Lektura twórczości Zygmunta Krasińskiego – zasiadającego pełnoprawnie, obok Adama Mickiewicza i Juliusza Słowackiego, na wspólnym tronie romantycznych wieszczów – zwłaszcza spuścizny epistolarnej wieszcza Zygmunta; wciąż dzisiaj zadziwia i pozostawia dzisiejsze pokolenia Polaków w poczuciu szczerej wdzięczności.
Krasiński – przenikliwy diagnosta i po wielokroć – spełniony prorok. Diagnozy Zygmunta Krasińskiego i w dzisiejszej dobie – wciąż się potwierdzają; jego proroctwa – spełniają.
Z punktu widzenia polskich interesów i spośród fenomenów sobie współczesnych i Krasiński wyróżniał dwa: problem Rosji i stan moralno-polityczny Europy. Rosja stale zagraża Polsce, ale także całej europejskiej spuściźnie cywilizacyjnej. Religia Rosji – prawosławie – skrajnie zinstrumentalizowana – sprowadzona do postaci ustrojowego narzędzia władzy. Według Krasińskiego: prawosławie – jako schizma – sprzeczna jest z tradycją katolicką; legitymizm rosyjskiego panowania ma azjatycki, mongolski rodowód.; Rosja jest fundamentalnie i istotowo zła i jako taka pozostają niezmienialna i niereformowalna. I co – dla wieszcza Zygmunta najważniejsze – Rosja do rozprawy z Europą używa, organizuje i wspiera wszelkiej maści rewolucje i rewolty: antykatolickie i nienawidzące europejskiej tożsamości, opartej na wartościach. Rosję i służebne jej rewolucje i rewolty łączą nie tylko cele polityczne, ale także metody, czyli zasady ustrojowe, które Krasiński ocenia jako „knutowładne”.

§ POLECENIE:
Odpowiedz krótko na pytania do tekstu o Krasińskim:
(a) Obok których dwóch poetów Krasiński zasiada na tronie romantycznych wieszczów?
(b) Jakie dwa zjawiska swoich czasów wyróżniał Krasiński?
(c) Jakim słowem Krasiński ocenia zasady ustrojowe wspólne dla Rosji i jej rewolucji?

§ WYCINKI DANYCH:
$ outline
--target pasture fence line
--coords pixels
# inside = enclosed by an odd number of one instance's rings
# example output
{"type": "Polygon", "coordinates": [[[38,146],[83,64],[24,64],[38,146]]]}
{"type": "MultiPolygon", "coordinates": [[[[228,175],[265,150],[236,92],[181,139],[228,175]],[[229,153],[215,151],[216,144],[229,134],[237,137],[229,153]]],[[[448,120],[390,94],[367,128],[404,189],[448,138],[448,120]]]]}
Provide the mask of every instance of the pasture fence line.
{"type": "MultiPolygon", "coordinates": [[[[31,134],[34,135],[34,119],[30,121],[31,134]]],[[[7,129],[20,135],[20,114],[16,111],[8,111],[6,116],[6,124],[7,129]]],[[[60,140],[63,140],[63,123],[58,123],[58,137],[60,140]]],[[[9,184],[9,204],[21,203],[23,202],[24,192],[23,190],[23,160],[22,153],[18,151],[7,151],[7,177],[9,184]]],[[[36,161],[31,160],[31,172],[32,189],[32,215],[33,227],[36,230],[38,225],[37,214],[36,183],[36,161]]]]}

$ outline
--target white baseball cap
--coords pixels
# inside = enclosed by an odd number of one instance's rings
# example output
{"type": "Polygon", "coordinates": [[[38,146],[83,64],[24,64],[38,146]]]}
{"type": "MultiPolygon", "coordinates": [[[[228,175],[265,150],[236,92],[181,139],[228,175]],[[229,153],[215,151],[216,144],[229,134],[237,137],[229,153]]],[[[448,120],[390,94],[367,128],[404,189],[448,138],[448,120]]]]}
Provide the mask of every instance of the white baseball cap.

§ WYKONANE ZADANIE:
(a) Obok Adama Mickiewicza i Juliusza Słowackiego.
(b) Problem Rosji i stan moralno-polityczny Europy.
(c) „Knutowładne”.